What is expected:
Answer these from the passage on random forests:
1. How are the samples drawn from the original set?
2. What may compete for each node when a tree is built?
3. Which of the two importance measures is generally preferred?

Provided passage:
Random forests and variable importance

Random forest is another class of ensemble models that builds many trees and combines their predictions into a single one (Bishop, 2006; Mienye and Sun, 2022). Differently from boosting models, in random forests many bootstrap samples (sampling with replacement) are obtained from the original set, and each sample is trained with a full tree (training is performed in parallel). Full trees here give more model variance but lower bias. By combining predictions, variance is also reduced, and a more robust model is obtained. In the construction of each tree, only a random subset of the available input features is allowed to compete for each node which fosters the variability among trees (reducing the effect of stronger variables that consistently win the first nodes of every tree). Random forests allow us to track and measure the importance of each feature in the construction of the model. Two approaches to measure importance are usually provided: the mean decrease in accuracy (MDA) and the mean decrease in impurity (MDI) as measured by the Gini index. MDA is generally preferred as it directly measures how much permuting a variable reduces prediction accuracy, reflecting its true contribution to cluster discrimination, while MDI can be biased toward variables with more categories or continuous scales (Louppe et al., 2013; Sikdar et al., 2025).

Material provided:
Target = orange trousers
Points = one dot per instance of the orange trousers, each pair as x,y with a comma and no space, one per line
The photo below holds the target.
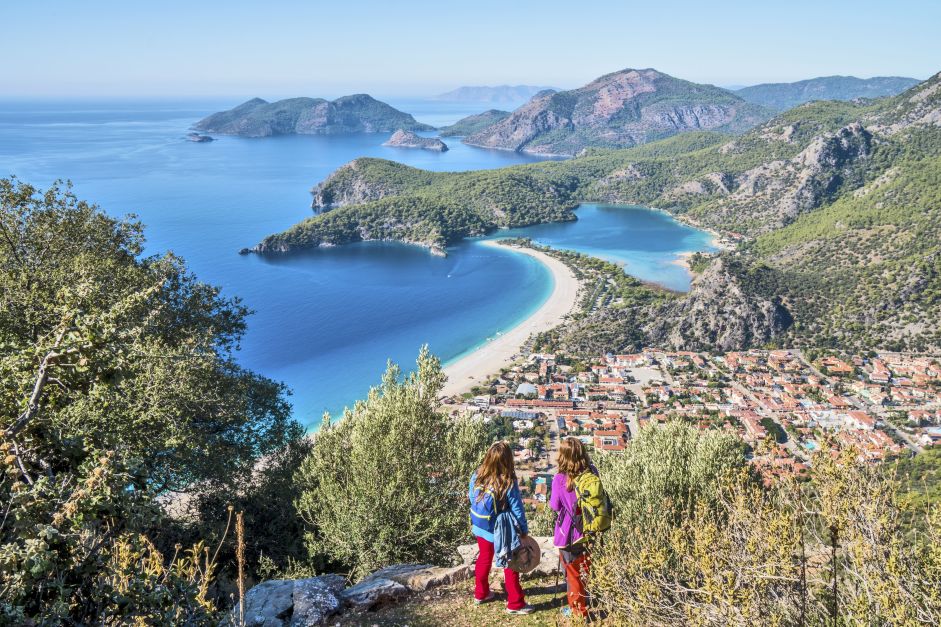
576,574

Solution for this task:
1. As bootstrap samples, meaning sampling with replacement.
2. Only a random subset of the available input features.
3. The mean decrease in accuracy (MDA).